Questions:
1: From the GitHub issue thread about 8-bit optimizers in a QLoRA project, copy the stretch from "Thanks for making" through "optimizer from PyTorch.".
2: Continue the GitHub issue thread about 8-bit optimizers in a QLoRA project, beginning right after its last sentence.

Using 8-bit optims - Githubissues

michaelnny / QLoRA-LLM

A simple custom QLoRA implementation for fine-tuning a language model (LLM) with basic tools such as PyTorch and Bitsandbytes, completely decoupled from Hugging Face.

MIT License

3 stars 1 forks source link

Using 8-bit optims #1

Open alceballosa opened 5 months ago

alceballosa commented 5 months ago

Hi!

Thanks for making this happen, it's a super useful resource!

I was wondering whether there is any reason to use bnb's 8-bit optimizers when doing Q-Lora optimization. Is it better to just use vanilla optims from PyTorch?

Best,

Alberto

michaelnny commented 5 months ago

Hi Alberto,

There's no specify reason to use the 8-bit optimizer from bnb, we didn't run tests to compare it with the vanilla optimizer from PyTorch.

Data records:
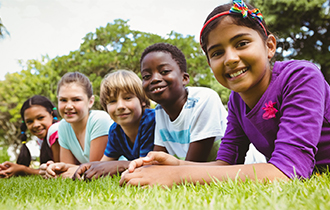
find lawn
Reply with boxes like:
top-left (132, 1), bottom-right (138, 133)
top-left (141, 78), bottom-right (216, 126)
top-left (0, 173), bottom-right (330, 210)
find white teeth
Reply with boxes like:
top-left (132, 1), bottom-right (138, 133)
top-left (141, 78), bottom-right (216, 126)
top-left (229, 68), bottom-right (247, 78)
top-left (153, 88), bottom-right (162, 91)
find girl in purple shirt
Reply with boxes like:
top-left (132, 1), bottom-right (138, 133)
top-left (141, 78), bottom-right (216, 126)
top-left (120, 0), bottom-right (330, 186)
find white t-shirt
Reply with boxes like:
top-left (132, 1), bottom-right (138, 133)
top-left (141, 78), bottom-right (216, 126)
top-left (155, 87), bottom-right (227, 159)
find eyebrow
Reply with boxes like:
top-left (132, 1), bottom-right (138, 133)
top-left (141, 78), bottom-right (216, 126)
top-left (207, 33), bottom-right (251, 52)
top-left (141, 63), bottom-right (171, 72)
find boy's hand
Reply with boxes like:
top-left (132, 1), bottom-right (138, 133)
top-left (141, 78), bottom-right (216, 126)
top-left (128, 152), bottom-right (180, 173)
top-left (39, 161), bottom-right (71, 179)
top-left (0, 161), bottom-right (25, 178)
top-left (72, 161), bottom-right (100, 180)
top-left (73, 161), bottom-right (129, 180)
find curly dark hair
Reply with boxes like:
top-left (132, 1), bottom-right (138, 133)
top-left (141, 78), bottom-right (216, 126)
top-left (200, 3), bottom-right (271, 59)
top-left (16, 95), bottom-right (58, 166)
top-left (140, 43), bottom-right (187, 72)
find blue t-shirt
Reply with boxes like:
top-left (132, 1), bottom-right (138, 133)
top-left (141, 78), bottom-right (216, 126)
top-left (104, 109), bottom-right (155, 160)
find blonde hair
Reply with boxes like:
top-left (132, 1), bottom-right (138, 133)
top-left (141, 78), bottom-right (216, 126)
top-left (100, 70), bottom-right (150, 111)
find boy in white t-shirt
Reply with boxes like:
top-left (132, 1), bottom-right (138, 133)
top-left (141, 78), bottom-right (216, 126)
top-left (140, 43), bottom-right (227, 162)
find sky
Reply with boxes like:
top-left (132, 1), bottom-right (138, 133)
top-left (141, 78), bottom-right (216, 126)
top-left (0, 0), bottom-right (231, 80)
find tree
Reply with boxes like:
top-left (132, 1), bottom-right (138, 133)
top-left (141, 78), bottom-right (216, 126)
top-left (0, 19), bottom-right (229, 148)
top-left (0, 57), bottom-right (60, 148)
top-left (0, 4), bottom-right (9, 39)
top-left (251, 0), bottom-right (330, 83)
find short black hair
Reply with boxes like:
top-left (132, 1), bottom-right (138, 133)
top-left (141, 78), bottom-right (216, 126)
top-left (140, 43), bottom-right (187, 72)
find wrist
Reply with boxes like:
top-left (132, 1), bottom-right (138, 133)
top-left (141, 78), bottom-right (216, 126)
top-left (117, 161), bottom-right (131, 174)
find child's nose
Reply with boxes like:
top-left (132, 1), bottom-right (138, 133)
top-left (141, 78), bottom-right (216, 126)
top-left (151, 73), bottom-right (162, 84)
top-left (33, 120), bottom-right (41, 128)
top-left (117, 99), bottom-right (125, 109)
top-left (225, 50), bottom-right (239, 67)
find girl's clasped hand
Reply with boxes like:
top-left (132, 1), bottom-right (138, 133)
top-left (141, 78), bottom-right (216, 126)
top-left (120, 0), bottom-right (330, 186)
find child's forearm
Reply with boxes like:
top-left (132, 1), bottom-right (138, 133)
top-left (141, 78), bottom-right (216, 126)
top-left (17, 165), bottom-right (39, 175)
top-left (177, 163), bottom-right (288, 184)
top-left (117, 161), bottom-right (131, 174)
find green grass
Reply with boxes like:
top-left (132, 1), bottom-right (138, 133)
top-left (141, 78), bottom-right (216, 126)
top-left (0, 173), bottom-right (330, 210)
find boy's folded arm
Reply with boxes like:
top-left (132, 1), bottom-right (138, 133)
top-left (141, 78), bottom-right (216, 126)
top-left (186, 137), bottom-right (215, 162)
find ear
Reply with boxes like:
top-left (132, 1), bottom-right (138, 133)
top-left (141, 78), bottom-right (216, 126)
top-left (182, 72), bottom-right (190, 86)
top-left (88, 95), bottom-right (95, 109)
top-left (266, 34), bottom-right (276, 60)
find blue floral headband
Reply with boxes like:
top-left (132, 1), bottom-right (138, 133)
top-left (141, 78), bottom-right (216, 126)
top-left (200, 0), bottom-right (267, 44)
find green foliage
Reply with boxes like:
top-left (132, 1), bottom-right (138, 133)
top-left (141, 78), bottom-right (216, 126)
top-left (0, 146), bottom-right (10, 164)
top-left (250, 0), bottom-right (330, 82)
top-left (0, 173), bottom-right (330, 210)
top-left (0, 19), bottom-right (224, 145)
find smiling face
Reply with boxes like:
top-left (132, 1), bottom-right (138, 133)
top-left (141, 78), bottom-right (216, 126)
top-left (24, 105), bottom-right (53, 139)
top-left (141, 51), bottom-right (189, 106)
top-left (206, 16), bottom-right (276, 102)
top-left (57, 82), bottom-right (94, 123)
top-left (107, 91), bottom-right (143, 127)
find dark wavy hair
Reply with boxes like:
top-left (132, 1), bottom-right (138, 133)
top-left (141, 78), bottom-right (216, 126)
top-left (17, 95), bottom-right (58, 166)
top-left (200, 3), bottom-right (272, 59)
top-left (140, 43), bottom-right (187, 72)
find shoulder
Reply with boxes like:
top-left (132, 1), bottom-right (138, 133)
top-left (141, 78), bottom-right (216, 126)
top-left (273, 60), bottom-right (324, 79)
top-left (88, 110), bottom-right (113, 122)
top-left (187, 87), bottom-right (218, 97)
top-left (88, 110), bottom-right (113, 129)
top-left (272, 60), bottom-right (328, 91)
top-left (89, 110), bottom-right (110, 118)
top-left (57, 119), bottom-right (71, 130)
top-left (47, 122), bottom-right (60, 135)
top-left (141, 109), bottom-right (155, 124)
top-left (186, 87), bottom-right (222, 107)
top-left (143, 109), bottom-right (155, 117)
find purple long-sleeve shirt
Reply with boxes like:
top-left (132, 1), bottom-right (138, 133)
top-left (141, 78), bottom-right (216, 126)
top-left (217, 60), bottom-right (330, 178)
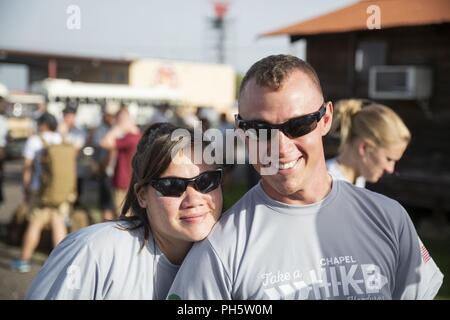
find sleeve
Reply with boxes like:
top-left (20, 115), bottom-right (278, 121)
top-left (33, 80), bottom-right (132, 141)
top-left (392, 208), bottom-right (444, 300)
top-left (25, 237), bottom-right (103, 300)
top-left (167, 239), bottom-right (232, 300)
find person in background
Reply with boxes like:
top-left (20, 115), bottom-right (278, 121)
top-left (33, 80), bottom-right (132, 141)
top-left (93, 105), bottom-right (115, 220)
top-left (327, 99), bottom-right (411, 187)
top-left (11, 112), bottom-right (70, 273)
top-left (0, 96), bottom-right (8, 205)
top-left (58, 103), bottom-right (86, 207)
top-left (100, 106), bottom-right (141, 217)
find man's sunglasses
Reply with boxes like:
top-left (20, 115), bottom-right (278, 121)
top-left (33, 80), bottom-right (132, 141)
top-left (150, 168), bottom-right (222, 197)
top-left (235, 102), bottom-right (327, 139)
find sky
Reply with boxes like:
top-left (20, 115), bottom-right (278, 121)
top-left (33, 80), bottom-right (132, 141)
top-left (0, 0), bottom-right (356, 73)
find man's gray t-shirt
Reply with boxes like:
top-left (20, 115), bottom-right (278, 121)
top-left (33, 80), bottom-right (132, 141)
top-left (168, 180), bottom-right (443, 299)
top-left (26, 222), bottom-right (178, 300)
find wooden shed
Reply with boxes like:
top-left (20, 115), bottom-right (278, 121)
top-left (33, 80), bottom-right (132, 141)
top-left (263, 0), bottom-right (450, 212)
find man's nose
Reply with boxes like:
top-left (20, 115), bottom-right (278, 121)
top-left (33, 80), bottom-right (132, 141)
top-left (278, 130), bottom-right (294, 157)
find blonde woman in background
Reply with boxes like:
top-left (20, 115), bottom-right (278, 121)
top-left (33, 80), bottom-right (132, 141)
top-left (327, 99), bottom-right (411, 188)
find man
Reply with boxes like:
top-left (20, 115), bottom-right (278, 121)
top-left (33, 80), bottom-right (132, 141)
top-left (11, 112), bottom-right (70, 273)
top-left (93, 103), bottom-right (117, 220)
top-left (100, 106), bottom-right (141, 216)
top-left (59, 103), bottom-right (86, 206)
top-left (168, 55), bottom-right (443, 299)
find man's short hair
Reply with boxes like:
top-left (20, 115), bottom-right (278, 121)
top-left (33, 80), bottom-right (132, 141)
top-left (37, 112), bottom-right (58, 131)
top-left (239, 54), bottom-right (323, 95)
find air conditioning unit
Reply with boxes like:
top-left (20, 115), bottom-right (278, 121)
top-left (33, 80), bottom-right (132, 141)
top-left (369, 66), bottom-right (432, 100)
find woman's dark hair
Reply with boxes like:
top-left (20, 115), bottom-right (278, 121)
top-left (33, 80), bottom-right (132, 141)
top-left (120, 122), bottom-right (210, 249)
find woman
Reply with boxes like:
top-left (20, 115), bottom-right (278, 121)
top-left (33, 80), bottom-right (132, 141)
top-left (327, 100), bottom-right (411, 187)
top-left (27, 123), bottom-right (222, 299)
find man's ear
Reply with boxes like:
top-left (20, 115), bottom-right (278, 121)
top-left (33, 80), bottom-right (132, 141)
top-left (322, 101), bottom-right (333, 136)
top-left (133, 183), bottom-right (147, 209)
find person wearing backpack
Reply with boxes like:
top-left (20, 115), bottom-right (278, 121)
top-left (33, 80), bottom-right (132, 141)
top-left (11, 112), bottom-right (76, 273)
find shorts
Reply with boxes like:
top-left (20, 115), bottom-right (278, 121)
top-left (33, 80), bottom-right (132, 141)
top-left (29, 195), bottom-right (70, 226)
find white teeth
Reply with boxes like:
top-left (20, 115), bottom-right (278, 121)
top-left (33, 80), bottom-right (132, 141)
top-left (278, 159), bottom-right (298, 170)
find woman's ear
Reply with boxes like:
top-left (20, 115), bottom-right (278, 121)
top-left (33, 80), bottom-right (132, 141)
top-left (357, 139), bottom-right (373, 159)
top-left (133, 183), bottom-right (147, 209)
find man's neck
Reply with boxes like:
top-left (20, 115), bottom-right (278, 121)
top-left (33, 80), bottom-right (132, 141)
top-left (261, 171), bottom-right (333, 205)
top-left (336, 148), bottom-right (359, 184)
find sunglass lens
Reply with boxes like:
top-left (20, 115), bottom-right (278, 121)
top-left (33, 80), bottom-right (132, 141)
top-left (288, 119), bottom-right (317, 138)
top-left (156, 178), bottom-right (186, 197)
top-left (195, 171), bottom-right (221, 193)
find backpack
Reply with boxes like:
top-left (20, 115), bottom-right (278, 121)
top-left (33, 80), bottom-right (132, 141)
top-left (39, 136), bottom-right (77, 206)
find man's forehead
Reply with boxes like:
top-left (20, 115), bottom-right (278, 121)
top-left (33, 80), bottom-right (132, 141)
top-left (238, 79), bottom-right (323, 120)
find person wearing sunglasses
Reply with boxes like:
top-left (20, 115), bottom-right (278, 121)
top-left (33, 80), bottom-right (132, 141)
top-left (327, 99), bottom-right (411, 187)
top-left (26, 123), bottom-right (222, 299)
top-left (168, 55), bottom-right (443, 300)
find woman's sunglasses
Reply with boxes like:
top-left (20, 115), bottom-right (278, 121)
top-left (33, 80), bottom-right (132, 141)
top-left (236, 102), bottom-right (327, 139)
top-left (150, 169), bottom-right (222, 197)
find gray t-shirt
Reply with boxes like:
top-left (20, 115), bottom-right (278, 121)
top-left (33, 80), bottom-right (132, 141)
top-left (168, 180), bottom-right (443, 299)
top-left (327, 158), bottom-right (366, 188)
top-left (26, 222), bottom-right (178, 300)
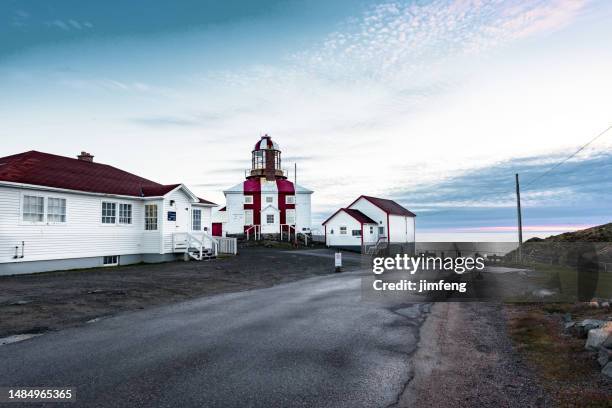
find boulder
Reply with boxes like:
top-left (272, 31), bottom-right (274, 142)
top-left (601, 361), bottom-right (612, 378)
top-left (584, 322), bottom-right (612, 351)
top-left (576, 319), bottom-right (608, 338)
top-left (597, 347), bottom-right (612, 368)
top-left (601, 335), bottom-right (612, 349)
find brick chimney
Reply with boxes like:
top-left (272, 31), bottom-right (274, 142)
top-left (77, 152), bottom-right (93, 162)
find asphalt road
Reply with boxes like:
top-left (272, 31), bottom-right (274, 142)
top-left (0, 250), bottom-right (427, 408)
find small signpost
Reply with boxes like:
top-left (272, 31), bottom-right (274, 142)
top-left (334, 252), bottom-right (342, 272)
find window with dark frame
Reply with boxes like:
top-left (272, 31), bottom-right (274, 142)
top-left (119, 204), bottom-right (132, 224)
top-left (23, 195), bottom-right (45, 222)
top-left (47, 197), bottom-right (66, 223)
top-left (102, 255), bottom-right (119, 266)
top-left (102, 201), bottom-right (117, 224)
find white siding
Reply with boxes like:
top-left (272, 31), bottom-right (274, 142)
top-left (325, 211), bottom-right (361, 246)
top-left (0, 186), bottom-right (159, 268)
top-left (295, 192), bottom-right (312, 231)
top-left (349, 198), bottom-right (388, 236)
top-left (389, 215), bottom-right (414, 242)
top-left (363, 224), bottom-right (378, 244)
top-left (160, 189), bottom-right (212, 253)
top-left (224, 192), bottom-right (244, 234)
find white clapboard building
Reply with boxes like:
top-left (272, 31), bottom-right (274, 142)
top-left (323, 195), bottom-right (416, 251)
top-left (213, 135), bottom-right (313, 237)
top-left (0, 151), bottom-right (230, 275)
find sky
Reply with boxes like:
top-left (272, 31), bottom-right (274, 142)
top-left (0, 0), bottom-right (612, 240)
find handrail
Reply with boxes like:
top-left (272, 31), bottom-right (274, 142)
top-left (280, 224), bottom-right (296, 241)
top-left (202, 232), bottom-right (219, 256)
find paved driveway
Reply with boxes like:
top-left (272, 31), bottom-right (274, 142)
top-left (0, 253), bottom-right (425, 408)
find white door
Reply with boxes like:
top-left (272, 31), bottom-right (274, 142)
top-left (261, 207), bottom-right (280, 234)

Answers to the exercises:
1:
Thanks for making this happen, it's a super useful resource!

I was wondering whether there is any reason to use bnb's 8-bit optimizers when doing Q-Lora optimization. Is it better to just use vanilla optims from PyTorch?

Best,

Alberto

michaelnny commented 5 months ago

Hi Alberto,

There's no specify reason to use the 8-bit optimizer from bnb, we didn't run tests to compare it with the vanilla optimizer from PyTorch.

2:
My guess is when run fine-tuning over very larger models like 70B or bigger ones, the 8-bit optimizer could potentially save more GPU RAM, but I'm not sure since I haven't done it due to limited GPU resources.

alceballosa commented 5 months ago

Hi Michael!

Thanks for the reply. In the end I just used normal AdamW, didn't see much difference at the scale I'm training at.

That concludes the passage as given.